_Material provided_:
Start of Block

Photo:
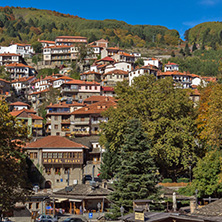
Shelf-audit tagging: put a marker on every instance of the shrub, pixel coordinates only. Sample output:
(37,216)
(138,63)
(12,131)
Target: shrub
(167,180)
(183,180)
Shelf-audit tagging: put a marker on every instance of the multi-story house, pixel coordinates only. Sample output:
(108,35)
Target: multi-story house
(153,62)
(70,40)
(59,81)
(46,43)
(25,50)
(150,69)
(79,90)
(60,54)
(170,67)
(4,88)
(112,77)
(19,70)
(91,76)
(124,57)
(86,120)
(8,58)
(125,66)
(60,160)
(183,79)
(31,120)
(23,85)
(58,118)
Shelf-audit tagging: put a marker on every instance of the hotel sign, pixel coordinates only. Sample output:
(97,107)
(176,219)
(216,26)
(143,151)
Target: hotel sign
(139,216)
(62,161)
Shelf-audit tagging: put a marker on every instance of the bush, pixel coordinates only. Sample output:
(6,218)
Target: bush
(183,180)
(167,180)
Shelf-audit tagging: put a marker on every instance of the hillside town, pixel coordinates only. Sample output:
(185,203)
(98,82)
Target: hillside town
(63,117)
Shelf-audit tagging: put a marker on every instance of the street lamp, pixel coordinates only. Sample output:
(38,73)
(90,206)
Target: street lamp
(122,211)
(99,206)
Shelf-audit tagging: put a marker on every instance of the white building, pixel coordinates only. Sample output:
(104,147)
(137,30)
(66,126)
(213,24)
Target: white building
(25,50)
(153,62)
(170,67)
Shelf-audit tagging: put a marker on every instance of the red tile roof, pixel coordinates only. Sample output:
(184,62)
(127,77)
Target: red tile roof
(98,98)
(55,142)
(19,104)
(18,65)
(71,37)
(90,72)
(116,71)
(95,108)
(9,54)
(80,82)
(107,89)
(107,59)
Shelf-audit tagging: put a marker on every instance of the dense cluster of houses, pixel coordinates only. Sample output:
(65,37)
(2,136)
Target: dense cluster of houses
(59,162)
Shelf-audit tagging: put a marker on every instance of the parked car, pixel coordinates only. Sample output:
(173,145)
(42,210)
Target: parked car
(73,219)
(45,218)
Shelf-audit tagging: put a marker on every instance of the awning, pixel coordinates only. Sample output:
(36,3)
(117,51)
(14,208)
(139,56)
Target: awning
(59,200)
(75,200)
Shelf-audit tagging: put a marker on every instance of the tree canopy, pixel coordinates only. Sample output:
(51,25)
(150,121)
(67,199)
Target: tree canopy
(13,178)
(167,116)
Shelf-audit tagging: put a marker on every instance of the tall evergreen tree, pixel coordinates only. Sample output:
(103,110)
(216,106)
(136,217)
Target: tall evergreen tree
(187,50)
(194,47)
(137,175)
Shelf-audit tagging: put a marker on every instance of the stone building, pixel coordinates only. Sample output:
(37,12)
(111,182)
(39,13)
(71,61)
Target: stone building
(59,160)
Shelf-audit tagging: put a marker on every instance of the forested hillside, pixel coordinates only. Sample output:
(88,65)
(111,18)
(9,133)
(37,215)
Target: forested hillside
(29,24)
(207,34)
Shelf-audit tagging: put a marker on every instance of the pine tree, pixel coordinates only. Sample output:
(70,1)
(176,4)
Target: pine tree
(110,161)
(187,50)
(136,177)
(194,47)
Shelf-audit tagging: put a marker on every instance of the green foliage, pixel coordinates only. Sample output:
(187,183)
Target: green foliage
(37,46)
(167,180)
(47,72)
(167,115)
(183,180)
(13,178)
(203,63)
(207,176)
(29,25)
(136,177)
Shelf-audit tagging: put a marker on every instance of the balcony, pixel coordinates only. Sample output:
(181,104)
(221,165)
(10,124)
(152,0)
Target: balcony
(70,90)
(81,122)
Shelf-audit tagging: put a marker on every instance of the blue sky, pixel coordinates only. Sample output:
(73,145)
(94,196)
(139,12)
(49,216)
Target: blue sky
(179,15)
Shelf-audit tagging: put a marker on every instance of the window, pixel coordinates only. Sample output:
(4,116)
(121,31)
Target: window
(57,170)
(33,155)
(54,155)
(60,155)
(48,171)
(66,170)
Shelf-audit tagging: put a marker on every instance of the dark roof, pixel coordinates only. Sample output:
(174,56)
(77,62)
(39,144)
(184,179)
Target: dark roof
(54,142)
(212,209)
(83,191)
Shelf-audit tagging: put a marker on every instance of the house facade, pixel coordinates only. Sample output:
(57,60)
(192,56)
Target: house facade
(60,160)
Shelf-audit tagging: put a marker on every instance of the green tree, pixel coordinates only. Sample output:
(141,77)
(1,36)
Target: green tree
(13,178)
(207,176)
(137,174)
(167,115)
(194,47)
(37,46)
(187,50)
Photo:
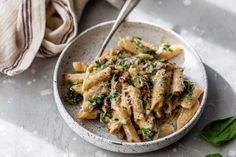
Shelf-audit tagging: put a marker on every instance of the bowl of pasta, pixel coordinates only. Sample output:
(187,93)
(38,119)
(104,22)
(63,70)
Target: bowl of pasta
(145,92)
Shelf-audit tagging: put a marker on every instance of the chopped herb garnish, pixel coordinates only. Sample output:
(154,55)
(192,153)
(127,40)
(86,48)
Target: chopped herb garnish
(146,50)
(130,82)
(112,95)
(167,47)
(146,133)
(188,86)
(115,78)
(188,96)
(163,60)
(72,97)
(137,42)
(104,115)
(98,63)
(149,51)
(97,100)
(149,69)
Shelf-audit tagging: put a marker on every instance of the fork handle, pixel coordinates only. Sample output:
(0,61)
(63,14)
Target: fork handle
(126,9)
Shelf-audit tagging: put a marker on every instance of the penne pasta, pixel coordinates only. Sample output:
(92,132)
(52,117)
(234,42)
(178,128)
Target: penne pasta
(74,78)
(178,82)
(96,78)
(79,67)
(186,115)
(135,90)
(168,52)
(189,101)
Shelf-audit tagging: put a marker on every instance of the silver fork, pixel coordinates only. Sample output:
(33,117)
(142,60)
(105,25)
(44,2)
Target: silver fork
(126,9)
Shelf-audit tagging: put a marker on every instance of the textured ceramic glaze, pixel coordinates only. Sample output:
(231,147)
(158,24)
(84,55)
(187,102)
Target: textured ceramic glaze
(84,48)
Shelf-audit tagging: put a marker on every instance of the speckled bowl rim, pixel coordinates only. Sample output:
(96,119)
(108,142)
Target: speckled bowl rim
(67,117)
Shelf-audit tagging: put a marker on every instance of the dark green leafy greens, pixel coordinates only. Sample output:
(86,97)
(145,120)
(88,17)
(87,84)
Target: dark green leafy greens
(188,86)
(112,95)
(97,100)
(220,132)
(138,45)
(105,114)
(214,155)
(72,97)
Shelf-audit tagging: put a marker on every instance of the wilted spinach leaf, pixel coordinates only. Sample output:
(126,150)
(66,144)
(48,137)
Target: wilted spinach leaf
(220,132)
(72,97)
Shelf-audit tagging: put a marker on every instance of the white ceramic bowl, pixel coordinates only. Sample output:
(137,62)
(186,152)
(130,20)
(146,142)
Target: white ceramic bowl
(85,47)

End of Block

_Task prompt_: The entries need to be restated exactly, and their pictures left out.

_Exercise solution_:
Photo:
Shelf-audit tagging: put a marker on every instance of the shrub, pixel coordinates only. Sample output:
(37,216)
(138,63)
(12,131)
Target: shrub
(167,180)
(183,180)
Shelf-audit tagging: put a marker on every instance of the multi-story house, pixel coordinates only. Sample output:
(108,35)
Target: multi-story house
(153,62)
(70,40)
(59,81)
(46,43)
(25,50)
(150,69)
(79,90)
(60,54)
(170,67)
(4,88)
(112,77)
(19,70)
(91,76)
(124,57)
(86,120)
(8,58)
(125,66)
(60,160)
(183,79)
(31,120)
(23,85)
(58,118)
Shelf-audit tagging: put a marker on every instance of the hotel sign, pixel coordinates only. Sample output:
(97,107)
(176,219)
(216,26)
(143,151)
Target: hotel sign
(139,216)
(62,161)
Shelf-audit tagging: put a marker on every instance of the bush, pixel coordinates only. Sample output:
(6,218)
Target: bush
(183,180)
(167,180)
Shelf-audit tagging: put a marker on every instance of the hillside town, pixel coordinates only. Sample output:
(185,203)
(98,82)
Target: hillside town
(63,117)
Shelf-audit tagging: put a marker on every instance of the street lamp, pixel coordinates only. Sample output:
(38,73)
(90,206)
Target: street lamp
(122,211)
(99,206)
Shelf-audit tagging: put a marker on every instance of the white building, pixel coordinates only. Sample output:
(104,147)
(137,30)
(66,126)
(213,24)
Target: white building
(25,50)
(153,62)
(170,67)
Shelf-audit tagging: put a marker on every instance of the red tile roof, pixel coordinates only. Sample output:
(184,62)
(127,77)
Target: red tile roof
(98,98)
(55,142)
(19,104)
(18,65)
(71,37)
(90,72)
(116,71)
(95,108)
(9,54)
(80,82)
(107,89)
(107,59)
Shelf-audit tagging: put a marker on every instance of the dense cluster of houses, pixel coordinates only. Sample output:
(65,37)
(2,136)
Target: dense cluster of houses
(59,162)
Shelf-audit tagging: put a marker on every instance of the parked car, pixel coordinates only. Sample output:
(173,145)
(42,210)
Target: parked car
(73,219)
(45,218)
Shelf-audit tagging: put a marker on every instance of the awning, pixel coordinates only. Sample output:
(36,3)
(117,51)
(14,208)
(139,56)
Target: awning
(59,200)
(75,200)
Shelf-audit tagging: put a marker on every instance of the tree canopy, pixel coordinates only. Sample output:
(51,25)
(150,121)
(67,199)
Target: tree canopy
(13,178)
(167,116)
Shelf-audit tagging: put a marker on every instance of the tall evergreen tree, pixel coordinates only. Sample output:
(103,110)
(216,106)
(136,217)
Target: tall evergreen tree
(187,50)
(194,47)
(137,175)
Shelf-audit tagging: put a marker on every instance of the stone building, pixel coordinates only. Sample output:
(37,12)
(111,182)
(39,13)
(71,61)
Target: stone building
(59,160)
Shelf-audit tagging: put a marker on every instance of the forested hillside, pixel coordinates only. Sample output:
(88,65)
(111,18)
(9,133)
(37,215)
Target: forested hillside
(29,24)
(207,34)
Shelf-audit tagging: put a marker on every instance of the pine tree, pixel coordinates only. Sample output:
(70,1)
(176,4)
Target: pine tree
(110,161)
(187,50)
(136,177)
(194,47)
Shelf-audit tagging: put a marker on every instance of the green foliage, pixel coordinates only. Sample output:
(187,183)
Target: green foliage
(37,46)
(167,180)
(47,72)
(167,115)
(183,180)
(13,178)
(203,63)
(207,176)
(29,25)
(136,177)
Shelf-audit tagging: put a marker on every instance of the balcony, pixel coordinates only. Sample output:
(181,104)
(221,165)
(10,124)
(152,0)
Target: balcony
(70,90)
(81,122)
Shelf-audit tagging: put a marker on every instance of the blue sky, pixel coordinates only. Sample output:
(73,145)
(94,196)
(139,12)
(49,216)
Target: blue sky
(179,15)
Shelf-audit tagging: put a marker on every instance of the window, pixel coordinates only. Sample output:
(4,116)
(121,31)
Target: window
(57,170)
(33,155)
(54,155)
(60,155)
(48,171)
(66,170)
Shelf-audit tagging: put a marker on every instance of the dark roof, pixel coordinates only. Sample output:
(174,56)
(77,62)
(39,144)
(184,179)
Target: dark roof
(54,142)
(212,209)
(83,191)
Shelf-audit tagging: put a marker on every instance of the house facade, pixel coordinates only. Sample output:
(57,60)
(192,56)
Target: house facade
(60,160)
Shelf-audit tagging: put a marker on every instance of the green tree, pixel coordinates only. Sample output:
(141,77)
(1,36)
Target: green tree
(13,178)
(207,176)
(137,174)
(167,115)
(194,47)
(37,46)
(187,50)
Photo:
Shelf-audit tagging: put a marker on every instance of the bowl of pasta, pixel coordinates only. Sample output:
(187,93)
(38,119)
(104,22)
(63,70)
Target: bowl of pasta
(145,92)
Shelf-audit tagging: put a marker on every instance of the chopped herb garnish, pixel coordinates only. Sample output:
(154,55)
(192,153)
(127,40)
(86,48)
Target: chopped herb garnish
(146,50)
(130,82)
(112,95)
(167,47)
(146,133)
(188,86)
(115,78)
(188,96)
(163,60)
(72,97)
(137,42)
(104,115)
(98,63)
(149,51)
(97,100)
(149,69)
Shelf-audit tagging: put a marker on every instance of the fork handle, pixel coordinates only. Sample output:
(0,61)
(63,14)
Target: fork handle
(126,9)
Shelf-audit tagging: put a marker on every instance of the penne pasta, pixel coordinates only. Sample output:
(92,132)
(52,117)
(234,42)
(178,128)
Target: penne pasta
(74,78)
(178,82)
(96,78)
(79,67)
(186,115)
(135,90)
(168,52)
(189,101)
Shelf-audit tagging: put a marker on every instance of the silver fork, pixel coordinates only. Sample output:
(33,117)
(142,60)
(105,25)
(44,2)
Target: silver fork
(126,9)
Shelf-audit tagging: put a marker on every instance of the textured ceramic glaze, pixel coordinates only. Sample output:
(231,147)
(158,24)
(84,55)
(187,102)
Target: textured ceramic glaze
(84,48)
Shelf-audit tagging: put a marker on every instance of the speckled bowl rim, pixel coordinates only. Sample output:
(96,119)
(108,142)
Target: speckled bowl rim
(67,117)
Shelf-audit tagging: put a marker on every instance of the dark green leafy greens, pixel coordinates only. Sample output:
(86,97)
(145,120)
(88,17)
(87,84)
Target: dark green leafy greens
(188,86)
(112,95)
(97,100)
(220,132)
(138,45)
(105,114)
(214,155)
(72,97)
Shelf-audit tagging: put a marker on every instance of the wilted spinach leaf, pixel coordinates only. Sample output:
(126,150)
(66,144)
(48,137)
Target: wilted spinach leaf
(220,132)
(72,97)
Shelf-audit tagging: put a marker on every instance of the white ceramic bowl, pixel coordinates only. Sample output:
(137,62)
(186,152)
(130,20)
(146,142)
Target: white ceramic bowl
(85,47)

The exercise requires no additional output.